-------- RECORDS SUPPLIED --------
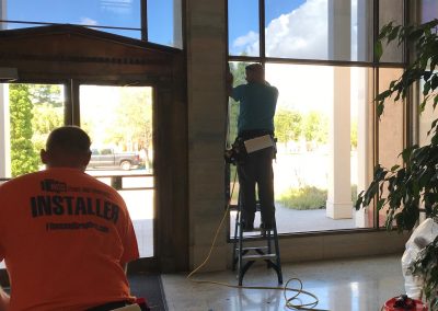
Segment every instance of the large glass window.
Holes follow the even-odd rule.
[[[379,1],[379,27],[389,22],[395,25],[403,25],[404,22],[404,1],[384,0]],[[396,41],[384,46],[381,62],[403,62],[403,45]],[[394,77],[395,78],[395,77]]]
[[[438,1],[420,0],[420,21],[422,23],[438,19]]]
[[[0,177],[15,177],[42,169],[41,149],[48,134],[64,125],[64,87],[12,83],[0,87]]]
[[[266,0],[266,56],[370,60],[368,2],[372,1]]]
[[[92,140],[87,173],[119,192],[132,219],[140,256],[152,257],[152,89],[81,85],[80,104],[81,127]]]
[[[135,28],[105,31],[140,38],[141,16],[139,8],[140,0],[13,0],[8,1],[7,20]],[[8,23],[8,28],[23,26],[27,25]]]
[[[380,68],[379,91],[387,90],[392,80],[402,76],[402,69]],[[400,156],[404,148],[404,105],[403,101],[385,102],[384,113],[379,119],[379,163],[391,169],[393,165],[403,165]],[[384,189],[385,191],[385,189]],[[387,209],[379,211],[379,226],[384,226]]]
[[[231,65],[235,84],[245,83],[244,66],[244,62]],[[362,189],[368,183],[364,170],[369,166],[368,139],[373,126],[370,118],[372,105],[369,104],[370,76],[369,68],[266,64],[266,80],[279,91],[275,116],[277,157],[274,162],[278,232],[372,227],[373,222],[362,211],[356,212],[353,208],[358,187]],[[230,103],[230,128],[234,134],[239,104],[232,100]],[[334,127],[335,124],[345,128]],[[342,136],[345,130],[347,135]],[[348,149],[343,151],[343,146]],[[337,165],[331,165],[334,156]],[[348,169],[346,164],[349,164]],[[331,184],[341,177],[349,183],[342,185],[345,187],[342,192],[338,188],[334,191]],[[238,193],[239,185],[232,204],[238,203]],[[344,193],[348,195],[344,197]],[[350,203],[349,218],[330,217],[328,197],[335,208],[347,199]],[[231,237],[234,217],[233,211]]]
[[[228,25],[230,55],[260,55],[258,0],[229,0]]]
[[[379,119],[372,99],[397,79],[402,69],[379,71],[373,39],[391,21],[403,25],[406,1],[263,0],[251,2],[246,14],[232,16],[233,8],[249,2],[228,1],[229,60],[234,82],[244,83],[244,66],[258,61],[265,65],[266,80],[279,90],[274,163],[278,231],[378,227],[372,206],[356,211],[353,203],[369,186],[376,161],[385,166],[401,161],[397,156],[406,130],[403,103],[388,104]],[[436,0],[424,2],[431,8]],[[264,13],[262,19],[258,12]],[[256,30],[257,20],[260,24],[264,21],[260,34],[241,31],[240,36],[246,35],[240,42],[247,44],[233,49],[238,28],[251,24]],[[261,42],[264,46],[256,50]],[[403,45],[384,47],[381,62],[404,60]],[[230,103],[233,137],[238,110],[232,100]],[[234,193],[232,203],[238,203],[237,197]],[[384,210],[380,215],[381,222]]]
[[[181,0],[148,1],[148,41],[183,47]]]
[[[148,34],[150,42],[183,46],[181,0],[0,0],[0,8],[5,8],[0,9],[0,30],[74,24],[136,39]]]

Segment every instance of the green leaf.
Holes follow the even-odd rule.
[[[382,209],[382,207],[384,206],[384,201],[385,201],[384,198],[381,198],[381,199],[378,200],[377,210],[381,210]]]
[[[391,168],[391,172],[395,172],[399,169],[400,169],[400,165],[394,165],[394,166]]]

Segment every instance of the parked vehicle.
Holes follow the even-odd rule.
[[[129,171],[140,164],[140,157],[134,152],[117,153],[112,148],[91,149],[88,169],[122,169]]]

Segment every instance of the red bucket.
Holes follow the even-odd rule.
[[[390,300],[388,300],[384,303],[383,311],[427,311],[426,304],[423,303],[420,300],[416,299],[411,299],[407,298],[405,300],[407,306],[411,306],[411,309],[406,309],[406,307],[397,307],[397,300],[400,300],[400,297],[394,297]]]

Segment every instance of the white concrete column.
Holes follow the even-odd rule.
[[[349,60],[351,57],[350,0],[328,1],[328,58]],[[333,69],[333,108],[328,131],[328,191],[326,216],[351,218],[350,182],[350,69]]]
[[[226,11],[223,1],[187,0],[187,119],[191,268],[204,262],[223,216],[226,123]],[[203,270],[229,262],[226,232]]]
[[[334,99],[328,131],[328,193],[326,216],[351,218],[350,182],[350,69],[333,70]]]
[[[357,0],[357,53],[358,60],[372,60],[372,1]],[[372,99],[369,85],[372,74],[369,70],[359,69],[351,73],[357,81],[358,119],[357,119],[357,193],[365,191],[372,178]],[[353,95],[355,96],[355,95]],[[355,211],[357,228],[369,227],[368,208]]]

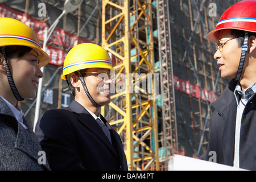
--------
*PROBLEM TO WORK ON*:
Type out all the records above character for character, leaving out the pictures.

*RESPONSE TO THE TASK*:
Segment every instance of the large glass window.
Holes follow the even-odd rule.
[[[379,1],[379,27],[389,22],[395,25],[403,25],[404,22],[404,1],[384,0]],[[396,41],[384,46],[381,62],[403,62],[403,45]],[[394,77],[395,78],[395,77]]]
[[[438,1],[420,0],[420,21],[422,23],[438,19]]]
[[[0,177],[15,177],[42,169],[41,149],[48,134],[64,125],[64,87],[12,83],[0,87]]]
[[[266,0],[266,56],[370,60],[368,2],[372,1]]]
[[[92,140],[87,173],[119,192],[132,219],[140,256],[152,257],[152,89],[81,85],[80,104],[81,127]]]
[[[135,28],[105,31],[140,38],[141,16],[139,8],[140,0],[13,0],[8,1],[7,20]],[[8,23],[8,28],[23,26],[27,25]]]
[[[380,68],[379,91],[387,90],[392,80],[402,76],[402,69]],[[400,156],[404,148],[404,105],[403,101],[385,102],[384,113],[379,119],[379,163],[391,169],[393,165],[403,165]],[[384,189],[385,191],[385,189]],[[387,209],[379,211],[379,226],[384,226]]]
[[[231,65],[235,84],[245,83],[244,66],[244,62]],[[362,189],[368,183],[364,170],[369,166],[368,139],[373,126],[370,118],[372,105],[369,104],[370,76],[369,68],[266,64],[266,80],[279,91],[275,116],[277,157],[274,162],[278,232],[372,227],[373,222],[362,211],[356,212],[353,208],[358,187]],[[230,103],[230,128],[234,134],[239,104],[232,100]],[[334,127],[335,124],[345,128]],[[342,136],[345,130],[347,135]],[[348,149],[343,151],[343,146]],[[337,165],[331,165],[334,156]],[[348,169],[346,164],[349,164]],[[331,184],[341,177],[349,183],[342,185],[345,187],[342,192],[338,188],[334,191]],[[238,193],[239,185],[232,204],[238,203]],[[344,193],[348,195],[344,197]],[[350,203],[349,218],[330,217],[328,197],[335,208],[347,199]],[[231,237],[234,217],[233,211]]]
[[[228,25],[230,55],[260,55],[258,0],[229,0]]]
[[[379,119],[372,99],[397,79],[402,69],[379,71],[373,39],[391,21],[403,25],[406,1],[263,0],[251,2],[246,14],[232,16],[233,8],[249,2],[228,1],[229,60],[234,82],[244,83],[244,66],[258,61],[265,65],[266,80],[279,90],[274,163],[278,231],[378,227],[372,206],[356,211],[353,203],[369,186],[376,161],[385,166],[401,161],[397,156],[406,130],[403,103],[388,104]],[[436,0],[424,2],[431,8]],[[264,13],[262,19],[258,12]],[[256,30],[257,20],[260,24],[264,21],[260,34],[241,31],[240,36],[246,35],[240,42],[247,44],[233,49],[238,28],[251,24]],[[261,42],[264,46],[256,50]],[[403,45],[384,47],[381,62],[404,60]],[[230,103],[233,137],[238,110],[232,100]],[[234,193],[232,203],[238,203],[237,197]],[[384,210],[380,215],[381,222]]]
[[[181,0],[148,1],[148,41],[183,47]]]
[[[148,34],[150,42],[183,46],[181,0],[0,0],[0,8],[5,8],[0,9],[0,30],[74,24],[136,39]]]

Segment every instance of the green leaf.
Holes follow the even-odd rule.
[[[382,209],[382,207],[384,206],[384,201],[385,201],[384,198],[381,198],[381,199],[378,200],[377,210],[381,210]]]
[[[391,168],[391,172],[395,172],[399,169],[400,169],[400,165],[394,165],[394,166]]]

Segment every instance of the parked vehicle.
Holes follow the even-odd rule.
[[[129,171],[140,164],[140,157],[134,152],[117,153],[112,148],[91,149],[88,169],[122,169]]]

Segment every instance of the red bucket.
Holes follow the even-odd rule.
[[[390,300],[388,300],[384,303],[383,311],[427,311],[426,304],[423,303],[420,300],[416,299],[411,299],[407,298],[405,300],[407,306],[411,306],[411,309],[406,309],[406,307],[397,307],[397,300],[400,300],[400,297],[394,297]]]

Segment every instance of the white concrete column.
Holes follow the even-odd rule.
[[[349,60],[351,57],[350,0],[328,1],[328,58]],[[333,69],[333,108],[328,131],[328,191],[326,216],[351,218],[350,182],[350,69]]]
[[[226,11],[223,1],[187,0],[187,119],[191,268],[204,262],[223,216],[226,123]],[[203,270],[229,262],[226,232]]]
[[[334,99],[328,131],[328,193],[326,216],[351,218],[350,182],[350,69],[333,70]]]
[[[357,0],[357,53],[358,60],[372,60],[372,1]],[[372,99],[369,85],[372,74],[369,70],[359,69],[351,73],[357,81],[358,119],[357,119],[357,193],[365,191],[372,178]],[[353,95],[355,96],[355,95]],[[355,211],[357,228],[369,227],[368,208]]]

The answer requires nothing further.